* Start Data supplied *

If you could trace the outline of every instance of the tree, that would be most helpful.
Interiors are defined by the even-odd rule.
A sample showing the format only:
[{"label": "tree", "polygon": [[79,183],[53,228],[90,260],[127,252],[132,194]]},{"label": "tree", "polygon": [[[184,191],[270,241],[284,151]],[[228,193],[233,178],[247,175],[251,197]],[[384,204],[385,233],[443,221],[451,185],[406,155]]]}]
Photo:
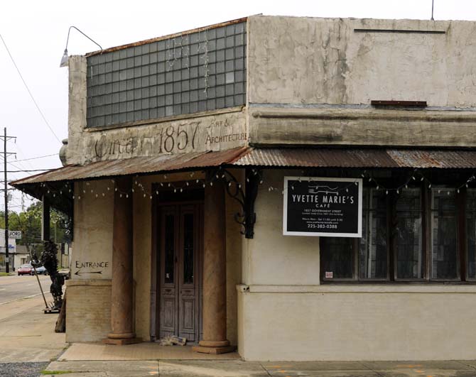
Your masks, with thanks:
[{"label": "tree", "polygon": [[[0,212],[0,227],[5,229],[5,212]],[[17,241],[18,245],[25,245],[28,251],[38,255],[43,251],[41,240],[41,202],[36,201],[26,211],[14,212],[9,211],[9,230],[21,231],[21,239]],[[50,229],[51,238],[57,243],[71,241],[71,219],[63,213],[51,209],[50,214]],[[35,250],[33,245],[38,245]],[[41,246],[40,246],[41,245]]]}]

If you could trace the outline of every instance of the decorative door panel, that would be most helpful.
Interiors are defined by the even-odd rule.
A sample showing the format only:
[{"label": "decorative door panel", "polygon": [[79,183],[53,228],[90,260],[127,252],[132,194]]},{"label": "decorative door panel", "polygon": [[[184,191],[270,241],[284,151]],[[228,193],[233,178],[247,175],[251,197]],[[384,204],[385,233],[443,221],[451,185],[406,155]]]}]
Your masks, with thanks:
[{"label": "decorative door panel", "polygon": [[160,337],[200,339],[201,208],[198,204],[161,207]]},{"label": "decorative door panel", "polygon": [[179,217],[175,207],[164,207],[161,213],[161,280],[160,332],[161,338],[173,335],[177,329],[176,263]]}]

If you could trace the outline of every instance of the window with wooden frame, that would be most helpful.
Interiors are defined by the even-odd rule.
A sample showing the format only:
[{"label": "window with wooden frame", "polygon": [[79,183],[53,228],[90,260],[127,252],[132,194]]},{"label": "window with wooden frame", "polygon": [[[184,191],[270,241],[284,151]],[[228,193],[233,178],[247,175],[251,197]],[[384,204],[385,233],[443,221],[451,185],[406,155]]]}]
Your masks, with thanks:
[{"label": "window with wooden frame", "polygon": [[364,187],[362,238],[320,249],[325,282],[476,282],[476,189]]}]

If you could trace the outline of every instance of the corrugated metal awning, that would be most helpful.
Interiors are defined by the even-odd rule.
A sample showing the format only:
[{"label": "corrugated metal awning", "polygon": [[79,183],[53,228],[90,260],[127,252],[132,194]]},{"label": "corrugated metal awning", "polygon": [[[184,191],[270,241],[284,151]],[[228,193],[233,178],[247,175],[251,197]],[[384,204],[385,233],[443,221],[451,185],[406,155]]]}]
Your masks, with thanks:
[{"label": "corrugated metal awning", "polygon": [[21,188],[45,182],[229,167],[476,168],[476,151],[443,149],[252,148],[135,157],[67,165],[11,182]]},{"label": "corrugated metal awning", "polygon": [[217,152],[191,152],[153,157],[133,157],[97,161],[84,165],[68,165],[54,170],[16,180],[11,185],[20,188],[25,185],[44,182],[80,180],[102,177],[212,168],[233,163],[247,150],[247,147],[239,147]]},{"label": "corrugated metal awning", "polygon": [[445,149],[250,148],[238,166],[476,168],[476,151]]}]

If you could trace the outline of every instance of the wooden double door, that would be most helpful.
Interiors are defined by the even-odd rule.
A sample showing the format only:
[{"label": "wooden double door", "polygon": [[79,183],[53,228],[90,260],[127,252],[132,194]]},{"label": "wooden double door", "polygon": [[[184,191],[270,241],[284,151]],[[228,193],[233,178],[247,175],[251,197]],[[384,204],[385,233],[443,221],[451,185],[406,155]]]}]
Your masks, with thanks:
[{"label": "wooden double door", "polygon": [[203,204],[161,205],[158,258],[158,337],[198,343],[202,328]]}]

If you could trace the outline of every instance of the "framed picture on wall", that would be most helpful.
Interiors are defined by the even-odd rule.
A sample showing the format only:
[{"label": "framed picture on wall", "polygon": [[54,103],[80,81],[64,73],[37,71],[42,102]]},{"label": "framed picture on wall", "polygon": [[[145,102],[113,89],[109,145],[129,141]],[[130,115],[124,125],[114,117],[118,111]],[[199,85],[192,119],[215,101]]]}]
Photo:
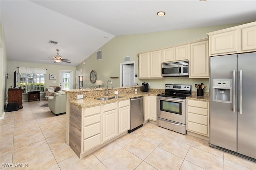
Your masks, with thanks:
[{"label": "framed picture on wall", "polygon": [[56,80],[56,74],[49,74],[49,79],[50,80]]}]

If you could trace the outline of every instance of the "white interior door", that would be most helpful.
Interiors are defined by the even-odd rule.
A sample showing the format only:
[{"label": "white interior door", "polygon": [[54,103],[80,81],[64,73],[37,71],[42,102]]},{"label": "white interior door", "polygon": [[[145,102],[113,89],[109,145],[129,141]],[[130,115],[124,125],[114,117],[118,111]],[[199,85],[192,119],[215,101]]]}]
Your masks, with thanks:
[{"label": "white interior door", "polygon": [[78,86],[77,78],[78,76],[82,75],[82,69],[76,70],[76,89],[78,89],[78,87],[77,86]]},{"label": "white interior door", "polygon": [[61,90],[73,89],[73,71],[60,71],[60,87]]},{"label": "white interior door", "polygon": [[123,87],[134,85],[133,65],[123,65]]}]

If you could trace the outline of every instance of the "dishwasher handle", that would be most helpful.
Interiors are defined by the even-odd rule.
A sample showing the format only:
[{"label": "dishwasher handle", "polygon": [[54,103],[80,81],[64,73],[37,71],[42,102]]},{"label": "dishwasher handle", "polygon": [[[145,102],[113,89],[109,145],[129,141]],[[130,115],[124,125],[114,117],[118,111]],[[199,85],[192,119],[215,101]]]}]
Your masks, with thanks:
[{"label": "dishwasher handle", "polygon": [[134,100],[140,100],[141,99],[141,98],[143,98],[144,97],[143,96],[139,96],[137,97],[134,97],[132,98],[131,98],[131,101],[133,101]]}]

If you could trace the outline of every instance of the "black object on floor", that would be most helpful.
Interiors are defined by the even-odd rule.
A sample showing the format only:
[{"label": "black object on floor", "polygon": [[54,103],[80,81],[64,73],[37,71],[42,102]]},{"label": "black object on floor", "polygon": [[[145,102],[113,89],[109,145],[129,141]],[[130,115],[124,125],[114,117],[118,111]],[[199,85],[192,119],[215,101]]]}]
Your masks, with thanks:
[{"label": "black object on floor", "polygon": [[17,111],[19,110],[19,105],[18,102],[11,102],[7,104],[6,112]]}]

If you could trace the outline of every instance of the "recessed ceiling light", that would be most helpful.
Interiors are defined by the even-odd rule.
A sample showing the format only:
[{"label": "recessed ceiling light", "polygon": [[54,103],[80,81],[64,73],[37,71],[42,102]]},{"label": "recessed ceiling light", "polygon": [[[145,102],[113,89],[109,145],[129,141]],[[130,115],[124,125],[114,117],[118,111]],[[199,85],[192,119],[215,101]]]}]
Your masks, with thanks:
[{"label": "recessed ceiling light", "polygon": [[165,15],[165,12],[163,11],[159,11],[159,12],[158,12],[156,14],[157,14],[157,15],[158,16],[163,16]]}]

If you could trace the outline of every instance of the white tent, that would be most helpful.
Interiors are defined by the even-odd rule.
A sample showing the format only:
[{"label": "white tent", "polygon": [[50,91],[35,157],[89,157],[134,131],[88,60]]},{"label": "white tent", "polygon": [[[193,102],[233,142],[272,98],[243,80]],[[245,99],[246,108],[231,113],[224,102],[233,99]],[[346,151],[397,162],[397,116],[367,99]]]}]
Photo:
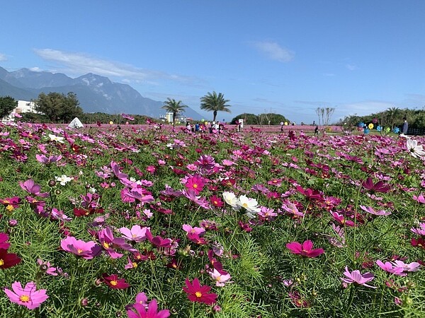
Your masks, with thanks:
[{"label": "white tent", "polygon": [[78,117],[75,117],[74,119],[72,119],[68,125],[68,127],[69,128],[80,128],[84,126],[81,123],[81,120],[78,119]]}]

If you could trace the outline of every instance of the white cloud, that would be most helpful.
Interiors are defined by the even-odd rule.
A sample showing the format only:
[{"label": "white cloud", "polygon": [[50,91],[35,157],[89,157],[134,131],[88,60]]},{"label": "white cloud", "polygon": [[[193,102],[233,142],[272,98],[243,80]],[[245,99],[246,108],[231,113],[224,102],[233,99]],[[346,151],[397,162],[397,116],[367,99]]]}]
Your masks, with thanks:
[{"label": "white cloud", "polygon": [[30,69],[28,69],[30,71],[33,71],[33,72],[42,72],[42,69],[41,69],[40,67],[31,67]]},{"label": "white cloud", "polygon": [[295,53],[280,47],[276,42],[258,41],[252,42],[253,46],[268,58],[280,62],[288,62],[293,59]]},{"label": "white cloud", "polygon": [[357,66],[354,64],[346,64],[346,67],[350,71],[354,71],[357,69]]},{"label": "white cloud", "polygon": [[190,84],[194,78],[136,67],[115,61],[101,59],[84,53],[68,52],[52,49],[35,49],[42,59],[57,64],[62,71],[82,75],[94,73],[103,76],[142,81],[155,84],[157,80],[169,80]]}]

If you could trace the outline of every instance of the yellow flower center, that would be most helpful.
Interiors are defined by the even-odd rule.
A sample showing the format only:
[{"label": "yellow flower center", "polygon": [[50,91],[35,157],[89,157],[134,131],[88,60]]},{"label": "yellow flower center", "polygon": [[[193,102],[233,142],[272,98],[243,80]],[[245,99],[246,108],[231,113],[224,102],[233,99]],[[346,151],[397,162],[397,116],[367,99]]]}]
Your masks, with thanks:
[{"label": "yellow flower center", "polygon": [[30,301],[30,296],[27,296],[26,295],[23,295],[22,296],[19,297],[19,300],[21,300],[23,302],[28,302]]}]

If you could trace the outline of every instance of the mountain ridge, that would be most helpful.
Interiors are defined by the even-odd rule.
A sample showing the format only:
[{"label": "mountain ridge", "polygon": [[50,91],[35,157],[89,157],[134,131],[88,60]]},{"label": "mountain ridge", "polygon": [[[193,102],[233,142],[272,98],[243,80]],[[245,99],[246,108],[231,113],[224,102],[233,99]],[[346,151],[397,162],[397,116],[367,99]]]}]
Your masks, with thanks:
[{"label": "mountain ridge", "polygon": [[[88,73],[72,78],[62,73],[35,71],[20,69],[9,72],[0,66],[0,95],[15,99],[36,99],[40,93],[73,92],[85,112],[126,113],[159,117],[165,114],[163,102],[142,95],[128,84],[115,83],[108,77]],[[184,114],[200,119],[202,116],[188,107]]]}]

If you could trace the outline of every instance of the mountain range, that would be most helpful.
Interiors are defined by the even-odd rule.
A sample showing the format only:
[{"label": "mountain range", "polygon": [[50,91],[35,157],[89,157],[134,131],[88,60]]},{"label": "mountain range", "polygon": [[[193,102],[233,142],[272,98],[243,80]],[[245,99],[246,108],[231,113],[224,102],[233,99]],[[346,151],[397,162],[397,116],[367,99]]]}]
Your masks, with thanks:
[{"label": "mountain range", "polygon": [[[16,100],[36,99],[40,93],[73,92],[84,112],[125,113],[159,117],[166,113],[164,102],[144,98],[130,85],[114,83],[105,76],[89,73],[72,78],[62,73],[21,69],[9,72],[0,67],[0,96]],[[188,107],[184,114],[196,119],[202,116]]]}]

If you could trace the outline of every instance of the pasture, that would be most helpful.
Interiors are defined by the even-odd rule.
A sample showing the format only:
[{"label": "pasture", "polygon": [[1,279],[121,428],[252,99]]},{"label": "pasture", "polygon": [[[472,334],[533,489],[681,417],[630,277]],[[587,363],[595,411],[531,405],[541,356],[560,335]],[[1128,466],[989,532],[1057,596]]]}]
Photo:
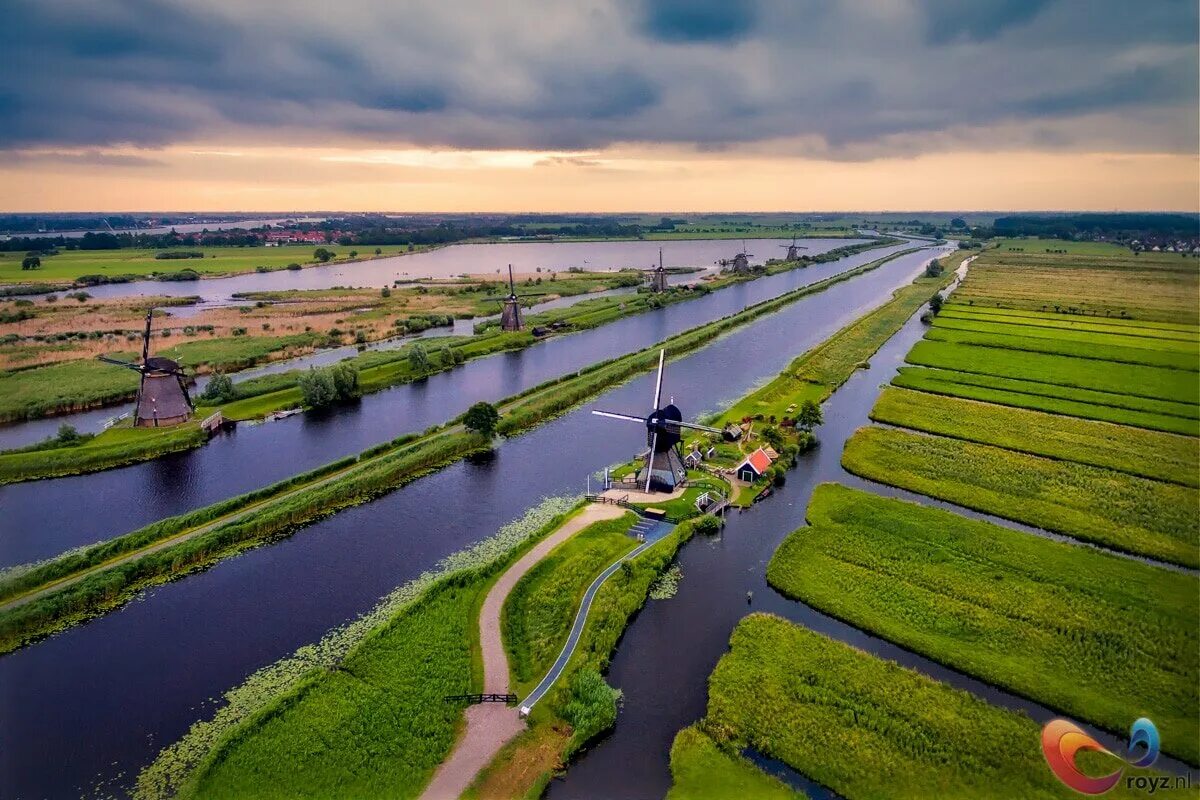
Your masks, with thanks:
[{"label": "pasture", "polygon": [[1150,716],[1200,763],[1194,576],[834,483],[767,570],[773,587],[1117,734]]},{"label": "pasture", "polygon": [[1078,796],[1024,714],[778,616],[750,614],[730,644],[702,723],[725,748],[752,747],[845,798]]},{"label": "pasture", "polygon": [[1200,439],[1123,425],[886,389],[871,419],[913,431],[1200,486]]},{"label": "pasture", "polygon": [[1187,403],[924,367],[900,367],[892,384],[935,395],[1102,420],[1151,431],[1192,437],[1200,434],[1200,409]]},{"label": "pasture", "polygon": [[1200,493],[1110,469],[889,428],[859,428],[854,475],[1127,553],[1200,566]]}]

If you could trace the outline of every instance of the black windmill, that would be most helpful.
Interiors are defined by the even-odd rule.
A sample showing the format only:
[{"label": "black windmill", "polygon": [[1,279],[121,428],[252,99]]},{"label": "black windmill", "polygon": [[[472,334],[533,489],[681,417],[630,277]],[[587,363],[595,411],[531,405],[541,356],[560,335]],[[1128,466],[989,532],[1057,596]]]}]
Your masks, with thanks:
[{"label": "black windmill", "polygon": [[792,243],[791,245],[780,245],[780,247],[786,247],[787,248],[787,258],[784,259],[785,261],[798,261],[798,260],[800,260],[800,251],[802,249],[808,249],[808,247],[805,247],[804,245],[797,245],[796,243],[796,235],[794,234],[792,235]]},{"label": "black windmill", "polygon": [[719,264],[721,266],[728,266],[734,272],[749,272],[750,271],[750,259],[754,258],[754,253],[746,252],[746,243],[742,242],[742,252],[733,258],[721,259]]},{"label": "black windmill", "polygon": [[659,350],[659,378],[654,384],[654,407],[649,416],[634,416],[631,414],[618,414],[616,411],[593,410],[596,416],[607,416],[612,420],[624,420],[646,426],[646,444],[649,450],[642,456],[644,463],[637,471],[637,482],[644,483],[647,492],[661,491],[673,492],[677,486],[686,482],[688,468],[683,464],[680,443],[683,441],[682,428],[704,431],[707,433],[724,433],[719,428],[710,428],[706,425],[692,425],[683,421],[683,413],[672,402],[666,407],[660,405],[662,401],[662,367],[666,361],[666,350]]},{"label": "black windmill", "polygon": [[509,264],[509,296],[504,299],[504,311],[500,312],[500,330],[521,330],[521,302],[517,300],[517,284],[512,279],[511,264]]},{"label": "black windmill", "polygon": [[647,270],[650,273],[650,291],[667,290],[667,271],[662,269],[662,248],[659,248],[659,266]]},{"label": "black windmill", "polygon": [[179,362],[150,355],[152,318],[154,309],[150,309],[146,312],[146,329],[142,336],[142,363],[100,356],[101,361],[126,367],[142,375],[133,425],[143,428],[176,425],[192,416],[192,398],[187,396],[187,386],[184,384],[186,375]]}]

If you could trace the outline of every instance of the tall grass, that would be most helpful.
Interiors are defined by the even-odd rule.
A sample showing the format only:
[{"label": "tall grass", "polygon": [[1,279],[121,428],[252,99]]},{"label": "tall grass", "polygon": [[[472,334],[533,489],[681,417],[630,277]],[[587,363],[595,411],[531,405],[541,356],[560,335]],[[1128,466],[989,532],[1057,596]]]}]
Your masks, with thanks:
[{"label": "tall grass", "polygon": [[1200,763],[1194,576],[826,483],[767,567],[782,594]]},{"label": "tall grass", "polygon": [[750,614],[730,644],[703,721],[722,747],[749,745],[846,798],[1078,796],[1024,714],[778,616]]},{"label": "tall grass", "polygon": [[1183,486],[1200,486],[1200,439],[1124,425],[886,389],[871,419],[1034,456],[1105,467]]},{"label": "tall grass", "polygon": [[859,428],[856,475],[1174,564],[1200,566],[1200,494],[1098,467],[943,437]]},{"label": "tall grass", "polygon": [[258,670],[142,771],[134,795],[415,796],[462,715],[442,698],[476,688],[479,593],[575,505],[544,500],[354,622]]},{"label": "tall grass", "polygon": [[925,367],[900,367],[892,383],[934,395],[1132,425],[1189,437],[1200,434],[1198,408],[1184,403]]}]

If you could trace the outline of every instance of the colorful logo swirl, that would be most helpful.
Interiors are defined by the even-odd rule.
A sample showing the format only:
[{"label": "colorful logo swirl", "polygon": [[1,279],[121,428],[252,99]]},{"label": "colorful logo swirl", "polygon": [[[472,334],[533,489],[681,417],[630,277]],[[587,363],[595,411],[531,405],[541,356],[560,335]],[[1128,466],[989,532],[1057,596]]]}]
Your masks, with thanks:
[{"label": "colorful logo swirl", "polygon": [[[1145,746],[1146,751],[1134,757],[1134,752]],[[1116,772],[1091,777],[1084,775],[1075,766],[1075,754],[1080,751],[1093,750],[1098,753],[1108,753],[1120,758],[1104,745],[1096,741],[1073,722],[1066,720],[1051,720],[1042,729],[1042,753],[1046,757],[1050,771],[1080,794],[1104,794],[1121,780],[1122,766]],[[1140,717],[1129,728],[1129,759],[1130,766],[1150,766],[1158,758],[1158,728],[1146,717]]]}]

* End Data supplied *

> **Problem details**
Give back exactly the lines from the line holding "swirl, that would be most helpful." through the last line of the listing, including both.

> **Result of this exercise**
If you could trace the outline of every instance of the colorful logo swirl, that would be most helpful.
Interiors are defined by the even-odd rule.
A sample showing the format only:
[{"label": "colorful logo swirl", "polygon": [[1,279],[121,428],[252,99]]},{"label": "colorful logo swirl", "polygon": [[[472,334],[533,489],[681,417],[630,277]],[[587,363],[595,411],[531,405],[541,356],[560,335]],[[1128,466],[989,532],[1057,596]]]}]
Your masks, with thanks:
[{"label": "colorful logo swirl", "polygon": [[[1145,746],[1146,751],[1134,757],[1134,752]],[[1116,772],[1091,777],[1084,775],[1075,766],[1075,754],[1080,751],[1093,750],[1098,753],[1108,753],[1120,758],[1104,745],[1096,741],[1073,722],[1066,720],[1051,720],[1042,729],[1042,753],[1046,757],[1050,771],[1080,794],[1104,794],[1121,780],[1122,766]],[[1140,717],[1129,728],[1129,759],[1130,766],[1150,766],[1158,758],[1158,728],[1146,717]]]}]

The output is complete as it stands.